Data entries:

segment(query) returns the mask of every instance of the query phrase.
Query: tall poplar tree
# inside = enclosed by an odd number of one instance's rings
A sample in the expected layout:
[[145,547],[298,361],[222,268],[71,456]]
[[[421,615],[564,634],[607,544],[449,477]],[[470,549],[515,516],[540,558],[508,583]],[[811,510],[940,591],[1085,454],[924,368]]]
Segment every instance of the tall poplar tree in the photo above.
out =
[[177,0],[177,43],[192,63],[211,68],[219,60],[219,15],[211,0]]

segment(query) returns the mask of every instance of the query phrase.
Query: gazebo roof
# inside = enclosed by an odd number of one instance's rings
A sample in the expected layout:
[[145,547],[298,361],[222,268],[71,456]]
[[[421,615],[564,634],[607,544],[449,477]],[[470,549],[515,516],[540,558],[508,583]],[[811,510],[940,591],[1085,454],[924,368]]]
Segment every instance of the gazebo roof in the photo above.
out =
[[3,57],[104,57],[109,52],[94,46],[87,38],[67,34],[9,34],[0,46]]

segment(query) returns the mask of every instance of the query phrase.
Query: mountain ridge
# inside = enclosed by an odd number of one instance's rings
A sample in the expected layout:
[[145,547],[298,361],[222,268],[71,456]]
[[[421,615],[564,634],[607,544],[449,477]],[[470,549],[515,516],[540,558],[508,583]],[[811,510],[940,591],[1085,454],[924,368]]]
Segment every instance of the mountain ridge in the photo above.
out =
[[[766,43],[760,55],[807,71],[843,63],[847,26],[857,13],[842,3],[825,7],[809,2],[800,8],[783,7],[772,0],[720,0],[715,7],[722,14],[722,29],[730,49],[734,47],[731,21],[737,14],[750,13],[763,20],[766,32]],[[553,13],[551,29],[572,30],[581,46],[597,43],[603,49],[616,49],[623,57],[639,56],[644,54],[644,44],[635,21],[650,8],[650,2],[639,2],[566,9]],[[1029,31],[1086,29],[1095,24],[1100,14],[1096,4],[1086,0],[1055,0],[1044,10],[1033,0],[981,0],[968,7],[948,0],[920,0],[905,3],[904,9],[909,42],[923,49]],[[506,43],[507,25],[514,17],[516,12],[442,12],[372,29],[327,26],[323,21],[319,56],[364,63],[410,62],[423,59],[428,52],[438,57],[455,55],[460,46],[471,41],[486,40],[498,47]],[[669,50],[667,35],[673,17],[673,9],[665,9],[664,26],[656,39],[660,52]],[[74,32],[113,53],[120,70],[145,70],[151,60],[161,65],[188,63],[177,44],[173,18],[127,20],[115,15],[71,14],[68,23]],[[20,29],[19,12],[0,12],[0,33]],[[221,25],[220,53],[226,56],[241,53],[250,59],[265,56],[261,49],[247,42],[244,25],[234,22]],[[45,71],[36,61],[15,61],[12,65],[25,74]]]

### What you have to do
Reproduce the rows above from their first line through the line that contains "[[3,57],[104,57],[109,52],[94,46],[87,38],[67,34],[9,34],[0,46]]", with both of those lines included.

### Correct response
segment(query) returns the mask of every instance of the query phrase.
Query: tall poplar tree
# inside = enclosed by an odd number of one instance's rings
A sample in the expected layout:
[[145,547],[298,361],[222,268],[71,456]]
[[[421,615],[564,634],[607,544],[449,477]],[[470,549],[515,516],[540,558],[508,583]],[[811,510],[940,591],[1085,454],[924,368]]]
Segment every instance of the tall poplar tree in the photo above.
out =
[[177,0],[177,43],[192,63],[211,68],[219,60],[219,15],[211,0]]

segment(query) returns the mask of every instance of the query phrase.
Query: gazebo roof
# inside = enclosed by an odd number of one instance's rings
A sample in the expected layout:
[[145,547],[298,361],[222,268],[71,456]]
[[[421,615],[564,634],[607,544],[449,477]],[[470,549],[515,516],[540,558],[508,583]],[[811,510],[940,591],[1085,454],[924,368]]]
Segment every instance of the gazebo roof in the photo above.
out =
[[3,57],[104,57],[109,52],[94,46],[87,38],[67,34],[9,34],[0,46]]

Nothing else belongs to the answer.